§ **Given passage**:

In the Old Tom Morris Golf Shop, just off the home hole green, vendors continued to peddle Open shirts and hats and headcovers — and for five quid a divot repair tool. Post-Open discounts? Nae, nowhere to be found. Down at the Swilcan Bridge, a scrum of fans waited their turn to climb aboard for a photo-op. They looked much happier than Colin Montgomerie, who trudged over the 700-year-old arch on Sunday — possibly his last crossing in an Open — with his head bowed and his long arms dangling at his sides. “That [bridge] is for winners,” Monty glumly declared. “I don’t think I should use it at all.”

Up in the Auld Toon, the squawks of seagulls and scent of bacon rolls filled the air and large blue plastic bins lined the streets. Some of the containers were jammed with empty beer bottles and pizza boxes, vestiges of a long week of ale-soaked revelry. At 10:30 or so, Tom Watson rolled up Market Street riding shotgun in a courtesy car. Unable to summon the magic of his thrilling run at Turnberry in 2009, Watson missed the cut by two. But three days later, he was still in St. Andrews, still waving to the locals, still all smiles. Padraig Harrington was in no rush to go home either, despite also missing out on a weekend tee time. On Saturday afternoon, Paddy, the consummate grinder, banged a few buckets on the range before retiring to West Sands beach to play with his kids. That’s the gravitational pull of this place. Guys don’t want to leave.

Alas the show must go on — to Stockholm and then Killarney for the European pros, to Ontario and then West Virginia for the Americans. After that, it’s on to bratwurst country — hey, it beats haggis — for the final major of 2010, the PGA Championship at Wisconsin’s Whistling Straits.

That’ll be a home game for Madison’s Steve Stricker, who many expected to contend at the 139th Open. Instead he finished tied for 55th. On Monday evening Stricker shuffled around a bookshop in London’s Heathrow Airport. In baggy jeans with fashionable tears and an army green Adidas hat pulled low over his brow, Stricker stopped at a newsstand to browse some of the broadsheets. “KING LOUIS,” proclaimed The Daily Mail. “MY DADDY, THE OPEN CHAMPION,” trumpeted The Daily Telegraph. Beneath that headline was a picture of the South African winner kissing his wife, Nel-Mare, who was holding their infant daughter, Jana. It wasn’t hard to guess what Stricker, the world’s No. 4, but 0-for-47 in the majors, might have been thinking: “Louis Oosthuizen? Geez, when will my time come?”

§ **Source data**:
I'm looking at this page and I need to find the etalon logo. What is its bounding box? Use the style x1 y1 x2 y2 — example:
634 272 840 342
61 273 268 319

§ **The tasks**:
[A] Please list every golfer named in the passage about the days after the Open at St. Andrews.
[B] Pick up the passage about the days after the Open at St. Andrews right after its final sentence and carry it forward.
The listing comes from a separate source, unrelated to the St. Andrews passage.

§ **Results by task**:
[A] Colin Montgomerie, Tom Watson, Padraig Harrington, Steve Stricker, Louis Oosthuizen

[B]
It will be the Old Course’s time again in 2015, or perhaps ’16 should the R&A want to get the links on track to host the 150th Open in 2021. Some wonks have suggested that the Old Lady has outlived her usefulness, that without wind or rain or the Loch Ness Monster guarding the 18th green, she’s too easy, too likely to produce a runaway winner (see Tiger by eight in 2000, Tiger by five in ’05, and now Wusty by seven). “St Andrews has a habit of applying the chloroform rag,” moaned Mark Reason of the Telegraph. It’s an inane argument, because whether an Old Course victor prevails by one or 21 — and I’d submit that the recent trend is mere coincidence — a St. Andrews Open remains one of the best spectator experiences in all of sports, and the place to win an Open. Just ask Phil Mickelson.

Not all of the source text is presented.